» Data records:
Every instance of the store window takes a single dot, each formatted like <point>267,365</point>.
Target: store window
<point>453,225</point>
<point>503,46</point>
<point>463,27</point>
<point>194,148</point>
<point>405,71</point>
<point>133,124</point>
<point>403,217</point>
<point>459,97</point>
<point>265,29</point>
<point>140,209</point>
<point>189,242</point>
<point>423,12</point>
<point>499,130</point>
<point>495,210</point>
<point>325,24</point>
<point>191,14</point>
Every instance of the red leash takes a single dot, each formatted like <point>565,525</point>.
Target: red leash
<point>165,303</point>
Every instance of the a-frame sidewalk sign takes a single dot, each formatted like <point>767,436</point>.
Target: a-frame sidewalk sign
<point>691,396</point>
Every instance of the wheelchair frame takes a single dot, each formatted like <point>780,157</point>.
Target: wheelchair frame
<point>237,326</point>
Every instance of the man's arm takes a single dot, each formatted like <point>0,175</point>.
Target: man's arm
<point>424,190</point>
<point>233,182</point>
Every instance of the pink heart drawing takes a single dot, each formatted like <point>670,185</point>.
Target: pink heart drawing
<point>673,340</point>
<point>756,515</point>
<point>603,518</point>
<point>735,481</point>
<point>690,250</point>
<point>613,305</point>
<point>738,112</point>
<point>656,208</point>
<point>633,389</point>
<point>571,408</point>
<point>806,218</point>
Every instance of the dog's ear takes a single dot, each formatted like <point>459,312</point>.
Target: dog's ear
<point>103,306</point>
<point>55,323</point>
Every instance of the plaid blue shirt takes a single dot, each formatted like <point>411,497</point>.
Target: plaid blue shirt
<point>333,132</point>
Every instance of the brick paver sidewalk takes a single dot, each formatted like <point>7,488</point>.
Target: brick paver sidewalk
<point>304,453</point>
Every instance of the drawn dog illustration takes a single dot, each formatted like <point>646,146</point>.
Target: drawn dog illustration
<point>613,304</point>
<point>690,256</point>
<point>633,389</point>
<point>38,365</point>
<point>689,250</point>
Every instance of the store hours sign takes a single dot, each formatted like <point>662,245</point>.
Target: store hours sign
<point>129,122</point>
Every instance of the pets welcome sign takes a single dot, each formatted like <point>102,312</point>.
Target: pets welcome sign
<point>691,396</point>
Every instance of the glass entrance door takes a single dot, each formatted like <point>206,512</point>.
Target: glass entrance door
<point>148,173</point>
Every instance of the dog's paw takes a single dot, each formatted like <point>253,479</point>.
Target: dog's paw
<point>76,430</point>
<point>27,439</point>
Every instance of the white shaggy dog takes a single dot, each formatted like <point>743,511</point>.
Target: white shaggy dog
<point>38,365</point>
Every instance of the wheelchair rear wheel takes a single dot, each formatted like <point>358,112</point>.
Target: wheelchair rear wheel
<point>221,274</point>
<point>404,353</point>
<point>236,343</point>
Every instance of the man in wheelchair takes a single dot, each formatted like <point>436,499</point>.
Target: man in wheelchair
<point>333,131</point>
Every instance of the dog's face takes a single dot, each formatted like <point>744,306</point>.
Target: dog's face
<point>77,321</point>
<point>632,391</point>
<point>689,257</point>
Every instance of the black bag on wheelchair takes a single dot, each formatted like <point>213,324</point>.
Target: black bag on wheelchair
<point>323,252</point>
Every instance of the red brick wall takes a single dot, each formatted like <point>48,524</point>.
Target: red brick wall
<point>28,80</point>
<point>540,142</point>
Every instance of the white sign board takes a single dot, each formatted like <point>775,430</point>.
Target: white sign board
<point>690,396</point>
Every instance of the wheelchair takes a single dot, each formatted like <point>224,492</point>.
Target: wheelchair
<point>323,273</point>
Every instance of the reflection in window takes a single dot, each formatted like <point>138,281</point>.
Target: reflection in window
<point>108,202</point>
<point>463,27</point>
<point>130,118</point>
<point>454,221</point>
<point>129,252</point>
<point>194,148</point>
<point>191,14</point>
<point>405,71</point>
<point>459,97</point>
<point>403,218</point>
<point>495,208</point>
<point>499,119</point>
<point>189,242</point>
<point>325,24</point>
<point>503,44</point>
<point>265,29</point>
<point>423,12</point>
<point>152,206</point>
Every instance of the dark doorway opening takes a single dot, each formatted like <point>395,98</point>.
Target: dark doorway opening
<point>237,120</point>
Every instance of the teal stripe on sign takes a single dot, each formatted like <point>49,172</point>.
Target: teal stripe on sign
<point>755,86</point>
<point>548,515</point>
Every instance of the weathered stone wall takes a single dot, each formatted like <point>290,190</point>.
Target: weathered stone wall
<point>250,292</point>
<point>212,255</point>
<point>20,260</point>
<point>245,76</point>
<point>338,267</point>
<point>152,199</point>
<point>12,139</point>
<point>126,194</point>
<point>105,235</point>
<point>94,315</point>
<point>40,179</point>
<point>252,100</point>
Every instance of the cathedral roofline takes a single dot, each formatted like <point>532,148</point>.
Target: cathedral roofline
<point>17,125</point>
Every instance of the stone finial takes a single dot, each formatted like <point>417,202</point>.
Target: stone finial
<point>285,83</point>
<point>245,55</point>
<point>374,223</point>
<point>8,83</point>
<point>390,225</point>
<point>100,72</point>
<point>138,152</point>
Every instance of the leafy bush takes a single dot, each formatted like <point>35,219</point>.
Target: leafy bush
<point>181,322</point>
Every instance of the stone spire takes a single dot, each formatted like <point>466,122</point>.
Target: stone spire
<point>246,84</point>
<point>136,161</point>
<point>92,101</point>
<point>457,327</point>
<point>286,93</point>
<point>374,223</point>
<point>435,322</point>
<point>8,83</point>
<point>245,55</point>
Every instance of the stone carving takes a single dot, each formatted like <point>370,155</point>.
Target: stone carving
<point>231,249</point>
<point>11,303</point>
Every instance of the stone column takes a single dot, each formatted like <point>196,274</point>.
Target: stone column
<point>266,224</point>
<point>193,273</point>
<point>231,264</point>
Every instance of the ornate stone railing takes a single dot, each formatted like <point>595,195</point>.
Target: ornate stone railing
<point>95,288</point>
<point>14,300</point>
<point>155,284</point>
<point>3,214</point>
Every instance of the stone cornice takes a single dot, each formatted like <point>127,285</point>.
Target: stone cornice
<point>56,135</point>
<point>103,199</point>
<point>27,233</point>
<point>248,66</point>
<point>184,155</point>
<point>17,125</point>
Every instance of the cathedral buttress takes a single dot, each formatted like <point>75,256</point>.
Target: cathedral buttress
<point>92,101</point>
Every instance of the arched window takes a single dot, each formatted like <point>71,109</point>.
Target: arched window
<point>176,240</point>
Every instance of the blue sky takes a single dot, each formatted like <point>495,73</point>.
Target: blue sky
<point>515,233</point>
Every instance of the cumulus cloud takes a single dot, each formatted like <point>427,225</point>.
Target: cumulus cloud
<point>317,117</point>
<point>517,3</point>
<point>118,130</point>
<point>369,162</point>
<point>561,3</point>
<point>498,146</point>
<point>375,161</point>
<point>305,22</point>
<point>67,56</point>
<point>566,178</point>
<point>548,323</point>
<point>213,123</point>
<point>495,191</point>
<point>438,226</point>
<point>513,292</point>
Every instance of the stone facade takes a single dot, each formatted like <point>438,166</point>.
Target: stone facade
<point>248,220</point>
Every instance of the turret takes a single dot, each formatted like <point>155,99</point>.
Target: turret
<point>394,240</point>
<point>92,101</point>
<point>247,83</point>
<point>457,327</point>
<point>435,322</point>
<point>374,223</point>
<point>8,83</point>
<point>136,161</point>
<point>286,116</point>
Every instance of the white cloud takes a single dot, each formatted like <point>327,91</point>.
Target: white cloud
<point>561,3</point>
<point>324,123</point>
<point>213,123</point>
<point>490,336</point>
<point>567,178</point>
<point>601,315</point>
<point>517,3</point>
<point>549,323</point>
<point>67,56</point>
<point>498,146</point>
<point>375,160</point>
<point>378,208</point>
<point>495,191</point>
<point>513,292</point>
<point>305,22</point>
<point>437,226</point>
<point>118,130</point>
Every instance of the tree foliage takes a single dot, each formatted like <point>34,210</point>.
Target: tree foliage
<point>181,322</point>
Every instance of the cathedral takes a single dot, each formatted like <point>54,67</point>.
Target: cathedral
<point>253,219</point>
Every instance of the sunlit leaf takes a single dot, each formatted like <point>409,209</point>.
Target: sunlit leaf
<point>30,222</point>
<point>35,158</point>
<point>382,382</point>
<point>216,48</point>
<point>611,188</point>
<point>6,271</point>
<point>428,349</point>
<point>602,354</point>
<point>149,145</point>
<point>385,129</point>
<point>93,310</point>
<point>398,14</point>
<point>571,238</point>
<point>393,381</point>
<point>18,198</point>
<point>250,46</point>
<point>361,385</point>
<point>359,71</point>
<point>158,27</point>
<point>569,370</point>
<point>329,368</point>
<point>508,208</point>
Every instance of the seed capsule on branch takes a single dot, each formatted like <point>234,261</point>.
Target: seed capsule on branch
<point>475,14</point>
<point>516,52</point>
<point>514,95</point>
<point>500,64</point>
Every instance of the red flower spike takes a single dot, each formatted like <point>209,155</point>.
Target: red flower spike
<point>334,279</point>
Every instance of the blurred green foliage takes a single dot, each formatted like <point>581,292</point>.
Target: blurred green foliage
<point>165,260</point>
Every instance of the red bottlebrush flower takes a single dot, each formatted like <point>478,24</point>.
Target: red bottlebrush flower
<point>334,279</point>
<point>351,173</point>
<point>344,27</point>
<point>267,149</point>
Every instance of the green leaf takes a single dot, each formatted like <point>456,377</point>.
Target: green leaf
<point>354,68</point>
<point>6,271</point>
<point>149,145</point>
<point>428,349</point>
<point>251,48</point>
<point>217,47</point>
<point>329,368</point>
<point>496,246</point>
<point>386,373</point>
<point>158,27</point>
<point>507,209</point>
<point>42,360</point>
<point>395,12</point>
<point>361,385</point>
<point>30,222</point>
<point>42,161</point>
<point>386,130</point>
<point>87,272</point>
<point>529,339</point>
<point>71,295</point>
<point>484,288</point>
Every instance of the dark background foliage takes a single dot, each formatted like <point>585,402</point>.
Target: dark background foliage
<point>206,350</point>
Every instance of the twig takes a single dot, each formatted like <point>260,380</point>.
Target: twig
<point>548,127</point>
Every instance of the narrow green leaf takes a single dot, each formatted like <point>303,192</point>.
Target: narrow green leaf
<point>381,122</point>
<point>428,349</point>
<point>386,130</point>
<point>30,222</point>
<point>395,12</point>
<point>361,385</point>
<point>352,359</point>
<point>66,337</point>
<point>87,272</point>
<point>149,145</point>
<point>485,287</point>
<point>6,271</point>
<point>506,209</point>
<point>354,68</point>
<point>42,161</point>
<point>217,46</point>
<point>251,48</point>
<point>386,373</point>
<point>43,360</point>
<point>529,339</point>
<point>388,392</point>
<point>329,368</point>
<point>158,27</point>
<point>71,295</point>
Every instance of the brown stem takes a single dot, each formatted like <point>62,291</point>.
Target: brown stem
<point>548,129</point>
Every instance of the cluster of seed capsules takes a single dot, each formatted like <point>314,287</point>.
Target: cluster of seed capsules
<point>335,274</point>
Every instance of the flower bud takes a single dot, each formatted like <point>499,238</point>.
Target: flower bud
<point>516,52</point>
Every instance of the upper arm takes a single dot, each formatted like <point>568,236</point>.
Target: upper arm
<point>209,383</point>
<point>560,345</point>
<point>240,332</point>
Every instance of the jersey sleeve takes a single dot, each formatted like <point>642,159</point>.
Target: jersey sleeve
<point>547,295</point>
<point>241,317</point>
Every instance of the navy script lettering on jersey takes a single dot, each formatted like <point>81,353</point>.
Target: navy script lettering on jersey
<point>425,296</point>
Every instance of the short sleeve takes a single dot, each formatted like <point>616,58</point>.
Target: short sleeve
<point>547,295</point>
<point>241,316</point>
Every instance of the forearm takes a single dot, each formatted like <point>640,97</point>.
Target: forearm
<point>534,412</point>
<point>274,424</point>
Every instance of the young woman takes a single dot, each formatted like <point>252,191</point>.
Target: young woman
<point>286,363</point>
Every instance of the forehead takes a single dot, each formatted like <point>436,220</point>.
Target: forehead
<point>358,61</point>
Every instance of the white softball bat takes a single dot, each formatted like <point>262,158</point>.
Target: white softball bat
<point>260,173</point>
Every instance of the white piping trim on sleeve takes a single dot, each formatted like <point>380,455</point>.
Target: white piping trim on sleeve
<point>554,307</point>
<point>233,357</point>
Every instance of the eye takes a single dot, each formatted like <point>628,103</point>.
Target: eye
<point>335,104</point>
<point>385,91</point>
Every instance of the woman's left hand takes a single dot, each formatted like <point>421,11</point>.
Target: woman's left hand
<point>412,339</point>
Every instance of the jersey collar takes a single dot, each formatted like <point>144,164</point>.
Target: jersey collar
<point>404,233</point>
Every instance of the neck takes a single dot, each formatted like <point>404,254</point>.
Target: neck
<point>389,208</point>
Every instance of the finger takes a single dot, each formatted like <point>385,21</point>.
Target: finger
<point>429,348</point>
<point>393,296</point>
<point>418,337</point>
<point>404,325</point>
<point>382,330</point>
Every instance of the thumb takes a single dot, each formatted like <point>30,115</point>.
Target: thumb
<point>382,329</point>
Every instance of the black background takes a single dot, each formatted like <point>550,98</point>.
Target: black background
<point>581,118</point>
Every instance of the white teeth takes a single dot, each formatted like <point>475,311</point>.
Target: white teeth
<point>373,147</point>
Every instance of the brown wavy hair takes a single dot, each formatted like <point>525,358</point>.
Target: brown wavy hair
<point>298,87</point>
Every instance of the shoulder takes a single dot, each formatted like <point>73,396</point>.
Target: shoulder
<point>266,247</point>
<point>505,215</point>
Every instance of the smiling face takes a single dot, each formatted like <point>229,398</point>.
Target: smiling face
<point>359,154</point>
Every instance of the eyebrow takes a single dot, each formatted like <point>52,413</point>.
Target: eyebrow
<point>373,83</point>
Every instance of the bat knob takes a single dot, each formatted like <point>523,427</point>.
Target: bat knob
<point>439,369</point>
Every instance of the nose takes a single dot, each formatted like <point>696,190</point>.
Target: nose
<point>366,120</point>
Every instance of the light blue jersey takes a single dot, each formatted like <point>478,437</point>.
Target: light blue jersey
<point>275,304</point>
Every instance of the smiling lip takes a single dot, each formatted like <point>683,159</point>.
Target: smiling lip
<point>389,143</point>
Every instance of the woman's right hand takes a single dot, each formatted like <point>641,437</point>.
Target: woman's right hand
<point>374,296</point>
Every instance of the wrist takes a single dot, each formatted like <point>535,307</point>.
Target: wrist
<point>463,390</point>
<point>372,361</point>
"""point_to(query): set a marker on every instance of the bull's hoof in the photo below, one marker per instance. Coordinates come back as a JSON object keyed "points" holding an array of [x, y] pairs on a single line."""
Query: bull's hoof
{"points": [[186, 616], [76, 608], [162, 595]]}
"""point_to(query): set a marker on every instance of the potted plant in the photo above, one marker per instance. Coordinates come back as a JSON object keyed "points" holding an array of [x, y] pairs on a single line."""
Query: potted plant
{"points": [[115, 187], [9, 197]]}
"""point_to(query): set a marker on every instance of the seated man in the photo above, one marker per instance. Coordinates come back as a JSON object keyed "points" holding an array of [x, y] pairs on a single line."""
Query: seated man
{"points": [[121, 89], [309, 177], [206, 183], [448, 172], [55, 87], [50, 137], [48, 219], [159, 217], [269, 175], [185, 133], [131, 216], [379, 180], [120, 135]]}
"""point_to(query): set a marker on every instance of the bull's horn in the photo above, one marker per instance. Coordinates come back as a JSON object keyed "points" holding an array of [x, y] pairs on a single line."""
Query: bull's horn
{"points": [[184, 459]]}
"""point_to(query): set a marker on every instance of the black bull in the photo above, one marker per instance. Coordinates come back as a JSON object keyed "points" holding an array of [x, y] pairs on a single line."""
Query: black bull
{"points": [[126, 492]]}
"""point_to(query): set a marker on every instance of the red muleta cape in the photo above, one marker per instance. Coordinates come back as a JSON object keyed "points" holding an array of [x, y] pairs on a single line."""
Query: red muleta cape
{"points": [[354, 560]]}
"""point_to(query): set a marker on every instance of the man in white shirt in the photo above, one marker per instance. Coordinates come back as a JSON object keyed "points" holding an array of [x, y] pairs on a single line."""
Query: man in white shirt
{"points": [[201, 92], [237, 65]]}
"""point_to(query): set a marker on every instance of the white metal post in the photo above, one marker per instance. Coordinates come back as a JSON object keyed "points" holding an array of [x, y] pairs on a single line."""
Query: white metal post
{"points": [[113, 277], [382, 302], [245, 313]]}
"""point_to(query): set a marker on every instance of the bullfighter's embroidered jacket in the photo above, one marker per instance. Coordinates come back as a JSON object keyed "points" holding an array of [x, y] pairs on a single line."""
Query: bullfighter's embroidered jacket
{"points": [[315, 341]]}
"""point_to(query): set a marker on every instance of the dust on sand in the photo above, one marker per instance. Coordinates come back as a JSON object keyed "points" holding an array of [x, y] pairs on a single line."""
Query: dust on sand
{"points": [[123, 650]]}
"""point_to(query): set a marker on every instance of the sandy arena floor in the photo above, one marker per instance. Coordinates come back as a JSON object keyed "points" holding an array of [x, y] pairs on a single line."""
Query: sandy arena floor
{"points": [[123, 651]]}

» WHAT YOU HAVE TO DO:
Using the entries above, restate word for word every line from the one that contains "of the dust" through the last.

» EXPECTED OUTPUT:
"""point_to(query): set a marker on every instance of the dust on sand in the photo above, one marker per instance. Coordinates come back as a JSON object keyed "points" holding an array of [x, y] pairs on a single line."""
Query: dust on sand
{"points": [[123, 650]]}
"""point_to(query): set a marker on every instance of the sandy arena floor in the photo above, one marker per instance. Coordinates come back as a JSON object keyed "points" holding an array of [x, y] pairs on a single line."""
Query: sandy arena floor
{"points": [[123, 651]]}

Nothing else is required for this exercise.